**MATERIAL TO PROCESS:**
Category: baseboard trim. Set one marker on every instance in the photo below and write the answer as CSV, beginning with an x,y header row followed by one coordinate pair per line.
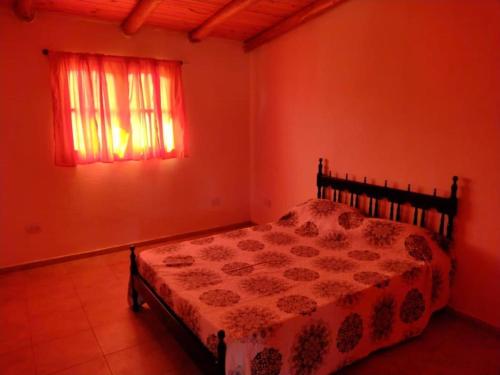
x,y
92,253
474,320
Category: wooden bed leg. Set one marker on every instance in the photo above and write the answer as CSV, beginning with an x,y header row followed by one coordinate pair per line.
x,y
133,272
221,353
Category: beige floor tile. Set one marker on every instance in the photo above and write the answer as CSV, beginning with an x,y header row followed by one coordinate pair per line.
x,y
85,264
97,277
58,324
104,311
121,270
96,366
60,354
15,329
123,334
59,300
13,286
18,362
49,287
141,359
117,257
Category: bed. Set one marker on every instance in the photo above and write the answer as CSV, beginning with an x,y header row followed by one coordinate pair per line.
x,y
334,279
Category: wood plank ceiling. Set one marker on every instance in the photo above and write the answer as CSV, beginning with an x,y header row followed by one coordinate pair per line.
x,y
254,22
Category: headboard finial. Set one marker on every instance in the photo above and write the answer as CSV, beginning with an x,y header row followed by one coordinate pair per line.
x,y
454,187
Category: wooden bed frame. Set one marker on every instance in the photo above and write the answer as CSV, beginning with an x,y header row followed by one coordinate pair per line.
x,y
343,190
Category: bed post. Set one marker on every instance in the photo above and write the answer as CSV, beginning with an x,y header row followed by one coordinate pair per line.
x,y
221,353
451,216
318,177
133,274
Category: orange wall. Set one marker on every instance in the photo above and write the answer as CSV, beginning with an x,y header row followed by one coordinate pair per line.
x,y
407,90
100,205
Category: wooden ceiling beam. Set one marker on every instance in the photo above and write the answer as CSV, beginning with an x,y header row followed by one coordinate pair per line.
x,y
24,9
303,15
139,15
223,14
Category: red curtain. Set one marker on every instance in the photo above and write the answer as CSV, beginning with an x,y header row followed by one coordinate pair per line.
x,y
109,108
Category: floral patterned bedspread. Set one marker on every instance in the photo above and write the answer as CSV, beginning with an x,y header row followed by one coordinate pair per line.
x,y
308,294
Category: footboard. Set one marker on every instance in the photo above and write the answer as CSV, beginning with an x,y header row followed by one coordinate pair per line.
x,y
202,357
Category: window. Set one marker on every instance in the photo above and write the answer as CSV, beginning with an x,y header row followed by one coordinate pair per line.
x,y
110,108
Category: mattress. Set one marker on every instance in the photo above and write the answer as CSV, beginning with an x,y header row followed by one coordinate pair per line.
x,y
308,294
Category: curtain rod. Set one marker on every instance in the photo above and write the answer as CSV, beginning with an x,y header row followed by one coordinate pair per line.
x,y
45,51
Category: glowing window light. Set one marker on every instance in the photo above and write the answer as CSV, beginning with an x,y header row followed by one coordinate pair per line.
x,y
86,112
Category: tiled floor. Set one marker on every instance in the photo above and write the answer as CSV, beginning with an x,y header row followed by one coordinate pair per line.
x,y
72,318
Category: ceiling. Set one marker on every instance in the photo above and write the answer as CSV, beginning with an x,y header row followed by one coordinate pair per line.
x,y
249,19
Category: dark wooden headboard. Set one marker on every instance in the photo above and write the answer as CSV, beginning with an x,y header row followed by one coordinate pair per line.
x,y
350,192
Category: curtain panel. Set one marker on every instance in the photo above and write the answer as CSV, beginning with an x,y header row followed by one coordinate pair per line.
x,y
109,108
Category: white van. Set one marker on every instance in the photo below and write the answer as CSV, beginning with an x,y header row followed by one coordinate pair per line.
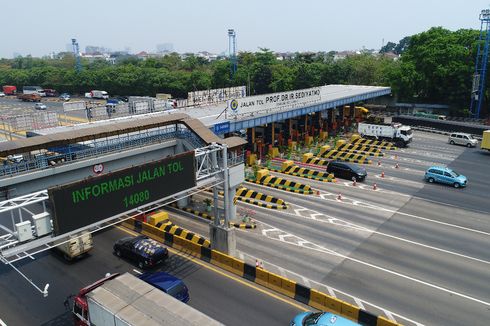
x,y
460,138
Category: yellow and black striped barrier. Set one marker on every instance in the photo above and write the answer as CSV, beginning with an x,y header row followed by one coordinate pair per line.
x,y
283,184
252,196
317,161
381,144
161,221
361,149
308,173
346,156
261,276
211,218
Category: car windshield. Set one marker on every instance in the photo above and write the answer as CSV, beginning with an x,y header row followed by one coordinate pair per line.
x,y
312,319
176,289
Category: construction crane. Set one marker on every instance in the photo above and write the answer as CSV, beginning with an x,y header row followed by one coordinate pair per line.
x,y
76,53
232,51
478,87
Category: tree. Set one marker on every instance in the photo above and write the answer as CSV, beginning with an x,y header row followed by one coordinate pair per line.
x,y
389,47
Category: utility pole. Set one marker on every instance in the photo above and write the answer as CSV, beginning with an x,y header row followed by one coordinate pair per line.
x,y
76,53
232,51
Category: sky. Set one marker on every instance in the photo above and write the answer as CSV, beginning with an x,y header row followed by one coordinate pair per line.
x,y
42,27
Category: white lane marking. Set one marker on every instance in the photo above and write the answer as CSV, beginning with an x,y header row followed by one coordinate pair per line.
x,y
407,214
334,220
359,303
332,291
314,246
325,196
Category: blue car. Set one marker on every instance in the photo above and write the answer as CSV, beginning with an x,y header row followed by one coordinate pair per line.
x,y
445,175
168,283
310,318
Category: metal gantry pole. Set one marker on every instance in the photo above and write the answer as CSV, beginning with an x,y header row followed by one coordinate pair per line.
x,y
226,185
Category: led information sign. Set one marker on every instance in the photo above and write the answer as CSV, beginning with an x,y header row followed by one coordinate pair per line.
x,y
94,199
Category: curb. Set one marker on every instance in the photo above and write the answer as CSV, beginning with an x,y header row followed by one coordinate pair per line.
x,y
274,282
211,218
308,191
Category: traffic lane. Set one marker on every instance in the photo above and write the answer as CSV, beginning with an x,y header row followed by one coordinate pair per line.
x,y
472,163
228,299
425,304
444,269
468,234
67,278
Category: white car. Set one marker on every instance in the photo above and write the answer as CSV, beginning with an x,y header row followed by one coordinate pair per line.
x,y
40,106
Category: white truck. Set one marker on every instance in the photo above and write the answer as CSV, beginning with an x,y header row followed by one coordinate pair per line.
x,y
76,245
394,132
118,300
97,94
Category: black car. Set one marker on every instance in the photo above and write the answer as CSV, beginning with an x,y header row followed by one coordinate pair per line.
x,y
142,250
347,171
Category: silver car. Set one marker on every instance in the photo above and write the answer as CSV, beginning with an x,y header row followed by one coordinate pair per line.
x,y
460,138
40,106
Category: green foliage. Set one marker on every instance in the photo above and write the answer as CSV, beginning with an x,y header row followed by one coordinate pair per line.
x,y
435,66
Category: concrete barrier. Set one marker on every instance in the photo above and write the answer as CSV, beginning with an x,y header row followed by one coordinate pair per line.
x,y
301,293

**TO DO:**
The records above are to be reproduced exactly; the pictures are to be left out.

**FINISHED ANSWER:**
Category: baseboard trim. Set one marker on every instance in the photo below and write the answer as CSV, beginning with an x,y header row followed by one coordinate pair per line.
x,y
92,253
474,320
Category: wooden bed leg. Set one marker on every instance in the photo above and write the answer as CSV, beginning with an x,y header row followed by one coordinate pair per line.
x,y
133,272
221,353
Category: beige floor tile. Set one marker on every instance in the photo above and write the answer as CSV, beginning with an x,y header row followed by one coordinate pair per line.
x,y
85,264
97,277
58,324
104,311
121,270
96,366
60,354
15,329
123,334
59,300
13,286
18,362
49,287
141,359
117,257
Category: bed. Set one marker on every instance in the photo above and write the answer as CSV, beginning with an x,y header row followed by one coordinate pair per line.
x,y
334,279
Category: wood plank ceiling. Set one marker on every instance in the photo above and write the answer as CSV, beginning with an x,y header row followed by one coordinate pair per line.
x,y
254,22
Category: headboard finial. Set one marker on every instance in the photo above and write the answer as CSV, beginning with an x,y header row followed by one coordinate pair per line.
x,y
454,187
Category: wooden bed frame. Set one marker on every instance in the photo above and write the answer as CSV, beginning with an x,y header row followed by one coordinate pair per line.
x,y
343,190
Category: bed post. Set one marker on every instance in the photo above and write the answer as CSV, beginning with an x,y header row followed by one coordinate pair per line.
x,y
221,353
451,216
318,177
133,274
Category: orange wall. Set one marker on every instance in the photo above and write the answer as CSV, beginning with an x,y header row followed by one coordinate pair per line.
x,y
407,90
100,205
Category: wooden ceiling beam. Set one marker on every instance in the photo above and write the answer as CSV, beginning with an x,y header row followed by one coordinate pair per line.
x,y
24,9
303,15
139,15
223,14
Category: red curtain. Set one marker on every instance in the photo above and write the answer as CSV, beginning with an x,y header row followed by one coordinate pair per line.
x,y
109,108
Category: floral patterned bedspread. Set one marker on every instance in the photo above and write the answer as CSV, beginning with an x,y header row followed by one coordinate pair per line.
x,y
308,294
Category: footboard. Set one marker on every instance in the photo above and write the answer as CSV, beginning with an x,y header row followed by one coordinate pair per line.
x,y
202,357
Category: window. Set one marker on every instance in the photo above and write the answer as CSV, beginning with an x,y header row followed by one coordinate pair per line.
x,y
110,108
Category: mattress. Set one marker on every instance in the photo above and write the answer as CSV, beginning with an x,y header row followed by one coordinate pair per line.
x,y
308,294
Category: curtain rod. Set one marker on every instance in the photo above and write the answer as CSV, beginning with an x,y header row followed by one coordinate pair per line.
x,y
45,51
Category: glowing window light. Set one marker on every instance in the photo above and write the answer as CSV, beginning with an x,y header row followed by one coordinate pair per line.
x,y
86,112
Category: tiled floor. Set one marker on every instance in the photo above and write the answer as CSV, beginning with an x,y header row followed by one coordinate pair per line.
x,y
72,318
Category: ceiling. Set one marker on every instance in the photo above and write the answer as CSV, beginning with an x,y header row followed by one coordinate pair per line.
x,y
249,19
Category: dark wooden headboard. Set one marker on every instance in the photo above and write the answer as CSV, beginning with an x,y header row followed by one coordinate pair per line.
x,y
350,192
Category: curtain panel. Set one marker on every instance in the photo above and write the answer as CSV, beginning with an x,y header row followed by one coordinate pair per line.
x,y
109,108
Category: white van. Set one marker on every instance in the photo below and write the answer as CSV, beginning with an x,y header row followed by one coordinate pair per line.
x,y
460,138
Category: yellow and black striped barrier. Set one marker on every instance in the photo above and write the answer as CSV, beginning with an x,y header row followed by one coordinate pair per line.
x,y
283,184
252,196
317,161
381,144
161,221
361,149
308,173
346,156
261,276
211,218
Category: car windshield. Set one marker on every instance in the photo above and write the answer as CSV, beginning with an x,y header row followed by one coordinate pair per line.
x,y
312,319
176,289
Category: construction crane. Set one marker on every instance in the photo above and write the answer as CSV, beginning with an x,y header row followed by one coordinate pair per line.
x,y
76,53
232,51
478,87
Category: tree. Set one marker on every instance in the photo above and write the answer as CSV, beginning with an x,y header row followed by one coordinate pair per line.
x,y
389,47
Category: utility pole. Set one marker on every instance in the photo above and write the answer as CSV, beginning with an x,y header row followed by one coordinate pair per line.
x,y
76,53
232,51
Category: sky. Set one marker on every instance in the photo above and write the answer as CSV, beginning with an x,y header row followed by one coordinate pair per line.
x,y
42,27
Category: white lane marking. Set one marker on every instance in the photo above and write the answer as CSV, beginning with an x,y header row followed by one coordinate pair per line.
x,y
407,214
334,220
359,303
332,291
314,246
325,196
Category: blue car. Set one marker on every instance in the photo above and write the answer as CSV, beginning with an x,y header row followed by one coordinate pair per line.
x,y
445,175
168,283
310,318
Category: metal gantry pole. Set one marker on every instance in the photo above and write the answer as CSV, beginning with an x,y header row followed by one coordinate pair per line.
x,y
226,185
Category: led information sign. Set one marker on every instance in the photo above and write the answer as CSV, beginning with an x,y header row followed by one coordinate pair per line.
x,y
94,199
Category: curb. Set one marker on every instance in the photo above and write the answer as CSV, beginning with an x,y header row followed by one coordinate pair per line.
x,y
274,282
211,218
308,191
Category: traffic lane. Set one marker on every instance in the photo above and write the answer as CSV, beginning with an x,y header row followed by one coordinate pair per line.
x,y
472,163
228,299
425,304
444,269
468,234
67,278
Category: white car. Set one marker on every instance in the photo above and write the answer as CSV, beginning with an x,y header row followed by one coordinate pair per line.
x,y
40,106
Category: white truck. Set one marker on every instance in the photo above and write the answer as CSV, beginning with an x,y header row followed by one coordinate pair per line.
x,y
76,245
394,132
118,300
97,94
Category: black car. Set one marker on every instance in the photo above and write the answer as CSV, beginning with an x,y header row followed by one coordinate pair per line.
x,y
142,250
347,171
Category: silver car. Set one marker on every instance in the photo above and write the answer as CSV, beginning with an x,y header row followed by one coordinate pair per line.
x,y
460,138
40,106
Category: green foliage. Set one marker on every instance in the photo above and write the answer as CSV, beginning with an x,y header row followed by one coordinate pair per line.
x,y
435,66
Category: concrete barrier. Set one marker on every instance in the photo above and write the answer as CSV, beginning with an x,y header row followed by one coordinate pair per line.
x,y
301,293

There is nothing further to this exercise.